課題一覧:
1: 抜粋のうち、「歯擦音とは、「さしすせそ」の」から「Cubase付属のディエッサーで、設定はデフォルトのまま使用。」までを、両端の語句も含めてそのまま書き写してください。
2: 抜粋に「■」付きで置かれている見出しを、現れる順にすべて挙げてください。

レコーディングではマイクまでの距離はおよそ20センチで、一般的なマイキングですね。

コンプは浅めの-3db程度のリダクションで、EQは使っていません。

胸声タイプのボーカリストなので、録りの段階でローの成分を大事にしたいと思いました。

近接効果(マイクに近付くほどローが出る現象)が程よく影響しており、心地よい低音が録れています。

EQ的には全体のバランスが非常に良く、あまりいじらなくていいんじゃないのという印象。

やはりU87Aiはすごい。

ダイナミクス的には多少のバラつきがあるので、気になる部分の波形を切り、クリップゲインをオートメーション代わりにしてバランスを整え、その上でコンプをかけた方が良さそうです。



■ディエッサーの設定





EQの前に、歯擦音が少し気になるのでディエッサーを使って抑えてあげます。

歯擦音とは、「さしすせそ」の発音時に空気が歯に当たることで発生する耳に痛い高音成分のことで、コンプを深くかけるほど際だってしまいます。

ブラックミュージックなどでわざと強調する音作りもありますが、個人的な嗜好で歯擦音は苦手なのでカットする場合が多いですね。

Cubase付属のディエッサーで、設定はデフォルトのまま使用。

4.5kHz〜15kHzが3〜4dbほどリダクションされるようにします。

カットし過ぎると不自然なので、少しピリっとした成分が残るように設定。

そのままEQの設定にいきます。



■EQの設定





アンサンブルになると少し埋もれてしまうのでハイを突いてあげます。

このEQはApolloで使えるUAD-2プラグインのオプションで、NEVE 1073を買うと使えるようになりますよ。

数あるEQの中からなぜこれを選んだかというと、ブースト時の音質変化が非常にクリアで滑らかだからです。

NEVEは全く歪まないので、今回のようにクリアなミックスをしたい時には重宝していますね。

逆にロックなどの勢い重視な音楽の場合はSSL EQのようにピリっと歪むタイプを使い、しっかりと目立たせるという使い分けをしています。

横道にそれましたが、左から3番目のツマミで周波数を7.2kHzに、4dbほどブースとしたらより明瞭になりました。

では、ディエッサー → EQを通した音を聞いてみましょう。



■ディエッサー&EQ処理後の音





すっきりと聞きやすい音になったと思います。



■コンプの設定





コンプといえばこれ、1176の実機を同社がプラグイン化したものです。

定番中の定番ですね。

提供資料:

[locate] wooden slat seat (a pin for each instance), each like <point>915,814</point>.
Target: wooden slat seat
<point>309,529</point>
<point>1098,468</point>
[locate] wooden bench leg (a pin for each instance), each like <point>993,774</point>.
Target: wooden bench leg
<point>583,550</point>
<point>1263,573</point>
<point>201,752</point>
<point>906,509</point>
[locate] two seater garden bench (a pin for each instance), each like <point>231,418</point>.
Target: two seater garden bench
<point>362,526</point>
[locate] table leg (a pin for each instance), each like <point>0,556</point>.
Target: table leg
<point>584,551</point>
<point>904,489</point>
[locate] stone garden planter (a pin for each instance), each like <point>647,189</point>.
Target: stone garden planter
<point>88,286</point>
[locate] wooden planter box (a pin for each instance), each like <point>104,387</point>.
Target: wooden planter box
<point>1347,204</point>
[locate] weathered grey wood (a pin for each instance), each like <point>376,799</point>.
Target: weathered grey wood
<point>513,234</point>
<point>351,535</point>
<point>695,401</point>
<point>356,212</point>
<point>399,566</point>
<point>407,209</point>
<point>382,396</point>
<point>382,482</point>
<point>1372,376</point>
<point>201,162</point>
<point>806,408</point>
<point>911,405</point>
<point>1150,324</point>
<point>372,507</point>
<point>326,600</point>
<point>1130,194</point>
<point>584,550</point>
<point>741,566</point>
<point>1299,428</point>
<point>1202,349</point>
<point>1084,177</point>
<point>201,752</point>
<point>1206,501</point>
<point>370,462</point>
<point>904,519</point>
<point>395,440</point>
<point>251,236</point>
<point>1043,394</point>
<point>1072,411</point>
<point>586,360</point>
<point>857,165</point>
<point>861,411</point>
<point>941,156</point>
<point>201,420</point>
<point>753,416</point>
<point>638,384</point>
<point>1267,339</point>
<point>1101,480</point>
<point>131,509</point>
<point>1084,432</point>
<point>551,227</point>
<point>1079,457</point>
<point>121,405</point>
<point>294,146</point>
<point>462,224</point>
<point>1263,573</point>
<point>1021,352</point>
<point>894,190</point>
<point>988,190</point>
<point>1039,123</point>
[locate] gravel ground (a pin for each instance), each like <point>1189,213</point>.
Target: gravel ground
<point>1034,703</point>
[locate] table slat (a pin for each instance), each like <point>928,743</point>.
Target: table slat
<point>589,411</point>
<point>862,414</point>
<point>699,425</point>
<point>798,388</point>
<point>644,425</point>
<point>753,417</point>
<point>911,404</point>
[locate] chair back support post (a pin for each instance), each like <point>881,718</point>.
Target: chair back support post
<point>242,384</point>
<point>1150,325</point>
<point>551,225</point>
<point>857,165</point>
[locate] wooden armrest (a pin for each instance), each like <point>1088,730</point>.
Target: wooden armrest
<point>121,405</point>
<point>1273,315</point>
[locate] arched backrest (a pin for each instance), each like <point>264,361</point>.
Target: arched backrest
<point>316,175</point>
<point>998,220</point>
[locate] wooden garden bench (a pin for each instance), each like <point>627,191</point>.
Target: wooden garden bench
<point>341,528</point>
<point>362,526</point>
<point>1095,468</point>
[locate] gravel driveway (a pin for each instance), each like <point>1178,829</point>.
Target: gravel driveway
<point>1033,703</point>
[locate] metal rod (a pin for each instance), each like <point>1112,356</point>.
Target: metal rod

解答一覧:
1:
歯擦音とは、「さしすせそ」の発音時に空気が歯に当たることで発生する耳に痛い高音成分のことで、コンプを深くかけるほど際だってしまいます。

ブラックミュージックなどでわざと強調する音作りもありますが、個人的な嗜好で歯擦音は苦手なのでカットする場合が多いですね。

Cubase付属のディエッサーで、設定はデフォルトのまま使用。

2:
ディエッサーの設定
EQの設定
ディエッサー&EQ処理後の音
コンプの設定